→ **AVAILABLE DATA**
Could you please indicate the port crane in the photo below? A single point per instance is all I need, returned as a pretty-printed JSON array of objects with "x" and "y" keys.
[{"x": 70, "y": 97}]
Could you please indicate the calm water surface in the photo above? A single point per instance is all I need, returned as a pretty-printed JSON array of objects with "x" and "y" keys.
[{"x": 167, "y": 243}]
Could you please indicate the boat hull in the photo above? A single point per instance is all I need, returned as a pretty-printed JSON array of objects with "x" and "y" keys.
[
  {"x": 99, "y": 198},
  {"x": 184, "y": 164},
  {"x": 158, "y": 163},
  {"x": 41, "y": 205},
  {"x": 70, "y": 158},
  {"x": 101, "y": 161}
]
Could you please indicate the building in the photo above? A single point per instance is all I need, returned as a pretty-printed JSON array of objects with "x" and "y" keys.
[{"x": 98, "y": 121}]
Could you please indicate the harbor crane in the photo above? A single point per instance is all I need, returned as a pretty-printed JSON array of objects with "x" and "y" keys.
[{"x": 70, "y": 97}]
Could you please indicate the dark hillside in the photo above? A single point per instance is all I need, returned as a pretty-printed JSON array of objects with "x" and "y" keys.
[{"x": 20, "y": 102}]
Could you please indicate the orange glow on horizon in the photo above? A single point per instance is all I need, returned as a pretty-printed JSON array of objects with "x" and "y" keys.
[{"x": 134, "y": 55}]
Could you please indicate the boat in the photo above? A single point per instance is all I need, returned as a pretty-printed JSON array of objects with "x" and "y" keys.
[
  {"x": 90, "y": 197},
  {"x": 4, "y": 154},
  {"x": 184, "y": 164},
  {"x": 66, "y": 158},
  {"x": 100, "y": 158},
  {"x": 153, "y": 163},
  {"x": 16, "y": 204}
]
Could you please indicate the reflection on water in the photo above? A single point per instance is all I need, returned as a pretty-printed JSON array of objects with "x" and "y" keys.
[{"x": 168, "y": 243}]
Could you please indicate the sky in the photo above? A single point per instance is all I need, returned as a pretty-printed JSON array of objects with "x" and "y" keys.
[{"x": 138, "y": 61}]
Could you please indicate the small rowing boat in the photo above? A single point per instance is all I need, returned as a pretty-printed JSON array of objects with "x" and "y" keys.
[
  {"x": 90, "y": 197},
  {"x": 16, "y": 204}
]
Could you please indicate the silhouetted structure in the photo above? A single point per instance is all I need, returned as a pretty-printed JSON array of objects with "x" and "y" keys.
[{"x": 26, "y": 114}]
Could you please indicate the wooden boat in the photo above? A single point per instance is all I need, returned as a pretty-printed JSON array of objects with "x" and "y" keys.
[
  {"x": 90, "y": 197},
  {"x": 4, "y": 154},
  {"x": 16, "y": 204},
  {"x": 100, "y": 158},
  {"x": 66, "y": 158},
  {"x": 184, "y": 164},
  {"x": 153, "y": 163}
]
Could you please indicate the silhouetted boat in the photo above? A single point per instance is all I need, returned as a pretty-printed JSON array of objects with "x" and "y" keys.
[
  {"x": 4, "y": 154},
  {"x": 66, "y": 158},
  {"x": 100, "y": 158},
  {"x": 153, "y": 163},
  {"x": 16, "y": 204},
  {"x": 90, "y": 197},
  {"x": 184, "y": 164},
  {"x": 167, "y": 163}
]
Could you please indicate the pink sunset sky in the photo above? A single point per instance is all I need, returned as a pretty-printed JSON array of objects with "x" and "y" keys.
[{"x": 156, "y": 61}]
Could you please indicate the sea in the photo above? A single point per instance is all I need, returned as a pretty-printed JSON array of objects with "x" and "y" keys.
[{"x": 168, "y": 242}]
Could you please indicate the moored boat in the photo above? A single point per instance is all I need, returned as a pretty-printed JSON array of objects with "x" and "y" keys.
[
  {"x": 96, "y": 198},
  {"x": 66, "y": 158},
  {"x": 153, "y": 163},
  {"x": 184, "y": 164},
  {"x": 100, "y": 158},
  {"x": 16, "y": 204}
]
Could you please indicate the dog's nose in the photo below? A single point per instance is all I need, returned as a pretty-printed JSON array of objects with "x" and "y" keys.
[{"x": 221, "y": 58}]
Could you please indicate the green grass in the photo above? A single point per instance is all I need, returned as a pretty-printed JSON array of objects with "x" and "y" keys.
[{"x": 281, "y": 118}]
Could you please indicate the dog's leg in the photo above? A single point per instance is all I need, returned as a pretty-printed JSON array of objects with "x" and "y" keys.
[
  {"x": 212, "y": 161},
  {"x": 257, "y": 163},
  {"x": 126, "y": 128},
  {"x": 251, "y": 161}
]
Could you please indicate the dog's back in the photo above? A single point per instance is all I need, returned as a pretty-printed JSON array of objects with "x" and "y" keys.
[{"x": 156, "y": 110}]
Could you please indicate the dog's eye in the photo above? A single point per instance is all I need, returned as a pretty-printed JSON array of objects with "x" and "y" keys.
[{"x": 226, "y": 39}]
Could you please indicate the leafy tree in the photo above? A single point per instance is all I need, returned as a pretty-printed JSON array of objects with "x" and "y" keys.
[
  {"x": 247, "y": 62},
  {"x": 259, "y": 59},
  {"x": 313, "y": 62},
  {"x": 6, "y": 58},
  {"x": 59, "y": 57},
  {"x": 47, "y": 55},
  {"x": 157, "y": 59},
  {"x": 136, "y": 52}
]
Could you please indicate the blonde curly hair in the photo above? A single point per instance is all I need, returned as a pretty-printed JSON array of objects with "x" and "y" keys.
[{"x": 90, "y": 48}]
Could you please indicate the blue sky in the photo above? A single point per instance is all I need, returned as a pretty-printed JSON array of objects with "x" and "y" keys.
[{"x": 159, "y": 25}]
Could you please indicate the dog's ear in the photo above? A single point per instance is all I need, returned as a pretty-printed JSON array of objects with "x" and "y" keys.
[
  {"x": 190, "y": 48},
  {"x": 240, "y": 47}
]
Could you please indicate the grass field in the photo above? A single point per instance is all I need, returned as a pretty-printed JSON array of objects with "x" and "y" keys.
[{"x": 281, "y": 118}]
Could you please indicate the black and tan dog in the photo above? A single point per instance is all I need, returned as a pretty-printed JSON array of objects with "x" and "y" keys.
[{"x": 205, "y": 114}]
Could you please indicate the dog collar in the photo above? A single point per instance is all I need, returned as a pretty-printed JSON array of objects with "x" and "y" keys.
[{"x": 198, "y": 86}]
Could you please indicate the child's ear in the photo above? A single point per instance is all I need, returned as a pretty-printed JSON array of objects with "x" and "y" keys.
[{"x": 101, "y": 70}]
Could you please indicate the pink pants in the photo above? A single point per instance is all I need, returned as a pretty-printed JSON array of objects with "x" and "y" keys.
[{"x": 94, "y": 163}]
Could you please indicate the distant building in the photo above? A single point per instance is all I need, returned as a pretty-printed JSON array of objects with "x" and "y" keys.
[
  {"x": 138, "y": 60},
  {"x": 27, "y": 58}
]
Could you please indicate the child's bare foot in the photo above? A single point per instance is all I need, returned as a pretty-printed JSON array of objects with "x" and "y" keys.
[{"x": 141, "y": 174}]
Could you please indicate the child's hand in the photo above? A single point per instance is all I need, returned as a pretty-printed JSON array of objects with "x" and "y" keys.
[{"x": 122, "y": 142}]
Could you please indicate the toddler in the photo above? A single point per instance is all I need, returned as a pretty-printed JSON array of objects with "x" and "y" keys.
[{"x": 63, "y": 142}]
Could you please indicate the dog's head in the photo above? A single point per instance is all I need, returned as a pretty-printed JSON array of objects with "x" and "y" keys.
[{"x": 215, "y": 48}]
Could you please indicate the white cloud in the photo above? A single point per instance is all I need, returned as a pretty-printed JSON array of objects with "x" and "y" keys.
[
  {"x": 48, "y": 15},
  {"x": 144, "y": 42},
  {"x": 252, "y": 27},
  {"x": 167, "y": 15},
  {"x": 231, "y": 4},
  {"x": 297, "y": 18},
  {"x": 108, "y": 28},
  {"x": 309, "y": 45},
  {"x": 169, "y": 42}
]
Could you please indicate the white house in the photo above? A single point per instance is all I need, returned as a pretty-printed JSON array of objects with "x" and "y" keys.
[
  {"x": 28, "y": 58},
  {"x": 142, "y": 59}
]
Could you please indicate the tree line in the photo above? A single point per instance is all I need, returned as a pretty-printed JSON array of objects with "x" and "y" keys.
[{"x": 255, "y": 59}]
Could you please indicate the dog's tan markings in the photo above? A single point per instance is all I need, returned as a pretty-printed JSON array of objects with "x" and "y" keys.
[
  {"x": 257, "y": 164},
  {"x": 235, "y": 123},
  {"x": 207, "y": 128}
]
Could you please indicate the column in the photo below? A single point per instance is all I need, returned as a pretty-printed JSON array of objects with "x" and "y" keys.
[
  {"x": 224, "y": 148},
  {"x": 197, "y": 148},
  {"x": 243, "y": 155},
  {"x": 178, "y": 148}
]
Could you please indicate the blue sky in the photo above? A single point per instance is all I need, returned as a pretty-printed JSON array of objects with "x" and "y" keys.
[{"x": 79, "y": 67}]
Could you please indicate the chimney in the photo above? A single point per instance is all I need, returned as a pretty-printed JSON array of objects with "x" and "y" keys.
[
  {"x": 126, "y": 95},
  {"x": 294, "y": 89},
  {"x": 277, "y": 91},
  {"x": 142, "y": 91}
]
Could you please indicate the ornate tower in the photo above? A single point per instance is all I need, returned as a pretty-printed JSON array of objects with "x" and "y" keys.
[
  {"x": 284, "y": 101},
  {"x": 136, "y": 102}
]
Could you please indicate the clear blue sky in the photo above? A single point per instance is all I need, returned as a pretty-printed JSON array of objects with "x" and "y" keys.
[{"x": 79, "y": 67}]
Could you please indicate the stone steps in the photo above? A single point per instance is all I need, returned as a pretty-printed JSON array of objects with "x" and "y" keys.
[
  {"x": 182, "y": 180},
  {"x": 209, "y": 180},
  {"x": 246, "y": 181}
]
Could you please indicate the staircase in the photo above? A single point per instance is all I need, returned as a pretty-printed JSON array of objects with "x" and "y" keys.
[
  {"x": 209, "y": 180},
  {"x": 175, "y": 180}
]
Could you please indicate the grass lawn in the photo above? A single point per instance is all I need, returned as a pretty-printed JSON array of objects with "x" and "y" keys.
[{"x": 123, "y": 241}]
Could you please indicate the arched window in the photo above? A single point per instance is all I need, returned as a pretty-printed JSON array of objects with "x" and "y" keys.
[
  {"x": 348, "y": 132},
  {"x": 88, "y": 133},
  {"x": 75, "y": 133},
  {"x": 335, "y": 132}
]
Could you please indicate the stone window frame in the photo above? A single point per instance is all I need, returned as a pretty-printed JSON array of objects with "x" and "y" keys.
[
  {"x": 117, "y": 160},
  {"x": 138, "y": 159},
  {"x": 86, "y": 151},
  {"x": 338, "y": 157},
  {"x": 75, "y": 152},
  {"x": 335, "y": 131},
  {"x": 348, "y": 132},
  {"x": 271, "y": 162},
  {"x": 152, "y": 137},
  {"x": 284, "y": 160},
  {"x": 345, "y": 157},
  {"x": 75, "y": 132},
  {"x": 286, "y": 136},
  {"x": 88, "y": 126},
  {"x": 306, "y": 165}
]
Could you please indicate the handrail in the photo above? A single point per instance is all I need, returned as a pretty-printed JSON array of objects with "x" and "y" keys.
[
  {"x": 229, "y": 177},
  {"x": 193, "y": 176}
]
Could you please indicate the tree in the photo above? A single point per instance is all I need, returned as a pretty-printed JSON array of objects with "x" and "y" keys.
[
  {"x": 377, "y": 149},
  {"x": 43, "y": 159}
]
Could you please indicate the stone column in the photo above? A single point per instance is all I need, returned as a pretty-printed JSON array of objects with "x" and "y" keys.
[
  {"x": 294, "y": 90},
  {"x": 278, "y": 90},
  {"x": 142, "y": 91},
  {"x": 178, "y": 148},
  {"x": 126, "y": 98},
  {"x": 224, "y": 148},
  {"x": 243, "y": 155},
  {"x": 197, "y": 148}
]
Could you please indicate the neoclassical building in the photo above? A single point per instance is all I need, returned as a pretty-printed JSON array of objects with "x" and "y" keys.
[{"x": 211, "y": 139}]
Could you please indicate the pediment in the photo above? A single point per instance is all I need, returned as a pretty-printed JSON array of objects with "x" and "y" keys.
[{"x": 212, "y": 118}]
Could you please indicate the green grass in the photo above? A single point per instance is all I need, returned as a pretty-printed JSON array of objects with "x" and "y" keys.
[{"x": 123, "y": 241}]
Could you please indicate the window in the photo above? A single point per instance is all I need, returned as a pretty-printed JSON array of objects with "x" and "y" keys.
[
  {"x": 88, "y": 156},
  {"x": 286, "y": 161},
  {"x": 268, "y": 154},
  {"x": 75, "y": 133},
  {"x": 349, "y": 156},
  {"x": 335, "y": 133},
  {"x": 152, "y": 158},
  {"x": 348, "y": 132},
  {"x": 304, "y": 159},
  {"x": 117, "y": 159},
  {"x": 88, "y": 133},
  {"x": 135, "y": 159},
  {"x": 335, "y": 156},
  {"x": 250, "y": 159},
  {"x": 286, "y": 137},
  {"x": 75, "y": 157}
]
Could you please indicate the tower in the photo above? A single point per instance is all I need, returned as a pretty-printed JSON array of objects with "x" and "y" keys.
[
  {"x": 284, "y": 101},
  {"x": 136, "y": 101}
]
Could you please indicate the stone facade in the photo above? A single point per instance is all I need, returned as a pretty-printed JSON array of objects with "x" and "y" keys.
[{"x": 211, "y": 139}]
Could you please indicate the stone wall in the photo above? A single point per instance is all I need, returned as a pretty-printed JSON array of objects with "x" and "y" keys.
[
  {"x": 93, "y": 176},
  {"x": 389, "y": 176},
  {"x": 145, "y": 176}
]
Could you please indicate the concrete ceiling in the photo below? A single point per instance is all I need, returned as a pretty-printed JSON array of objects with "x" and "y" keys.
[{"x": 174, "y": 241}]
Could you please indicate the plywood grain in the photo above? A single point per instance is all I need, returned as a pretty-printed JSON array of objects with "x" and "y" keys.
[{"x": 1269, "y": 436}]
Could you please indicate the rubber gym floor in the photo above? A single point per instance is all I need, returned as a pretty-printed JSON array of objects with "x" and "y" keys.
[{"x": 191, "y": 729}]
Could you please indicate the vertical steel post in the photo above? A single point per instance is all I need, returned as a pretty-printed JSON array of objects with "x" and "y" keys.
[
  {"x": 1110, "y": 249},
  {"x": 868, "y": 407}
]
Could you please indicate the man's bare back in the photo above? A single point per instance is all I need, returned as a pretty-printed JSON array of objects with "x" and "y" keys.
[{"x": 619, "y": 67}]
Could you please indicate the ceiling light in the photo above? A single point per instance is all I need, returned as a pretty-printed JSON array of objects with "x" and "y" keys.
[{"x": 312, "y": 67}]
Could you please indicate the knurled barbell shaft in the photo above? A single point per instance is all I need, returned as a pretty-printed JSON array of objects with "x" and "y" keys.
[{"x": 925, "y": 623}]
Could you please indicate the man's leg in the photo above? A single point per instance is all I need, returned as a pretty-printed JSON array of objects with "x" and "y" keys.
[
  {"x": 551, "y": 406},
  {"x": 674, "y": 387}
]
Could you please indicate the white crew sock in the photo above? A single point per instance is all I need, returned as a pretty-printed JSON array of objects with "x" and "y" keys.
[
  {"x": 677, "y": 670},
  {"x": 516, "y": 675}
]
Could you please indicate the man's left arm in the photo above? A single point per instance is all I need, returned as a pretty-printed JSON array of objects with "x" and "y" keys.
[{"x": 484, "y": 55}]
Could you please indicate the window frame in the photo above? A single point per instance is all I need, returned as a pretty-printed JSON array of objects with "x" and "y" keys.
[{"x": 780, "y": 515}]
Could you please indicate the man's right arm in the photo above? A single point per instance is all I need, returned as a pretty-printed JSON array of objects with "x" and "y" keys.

→ **WHAT YOU WILL DO**
Using the records above, output exactly the lines from the one containing "Could you please indicate the knurled" through the last line, and no others.

→ **OUTPUT BELOW**
Could you please indicate the knurled barbell shaft in the photo above? A single point per instance is all I need, returned as a pretty-printed JSON array of objects with "x" and "y" keys.
[{"x": 925, "y": 623}]
Could you please indicate the man's leg in the photo above? A single point per instance is all I need, returned as a pretty-printed JSON array of objects with "x" and "y" keys.
[
  {"x": 551, "y": 406},
  {"x": 674, "y": 387}
]
Could you please indicate the white crew sock in the photo above? A single point per instance is all I need, returned as a pretty-printed JSON array of objects with "x" and "y" keys.
[
  {"x": 677, "y": 670},
  {"x": 516, "y": 675}
]
Could you please indicate the man's left arm in the photo above? A single point per instance is all I need, returned as a pretty-printed JSON array of objects with "x" and "y" keys.
[{"x": 484, "y": 55}]
Could you please indicate the window frame in the photo above? A single point per instance is all I need, returned as a pretty-printed JSON array of objects with "x" and "y" keys.
[{"x": 780, "y": 515}]
Could you please indicate the man's right arm in the photo above? A single point per instance is all I need, returned as a pretty-printed JSON array of objects with "x" and "y" keys.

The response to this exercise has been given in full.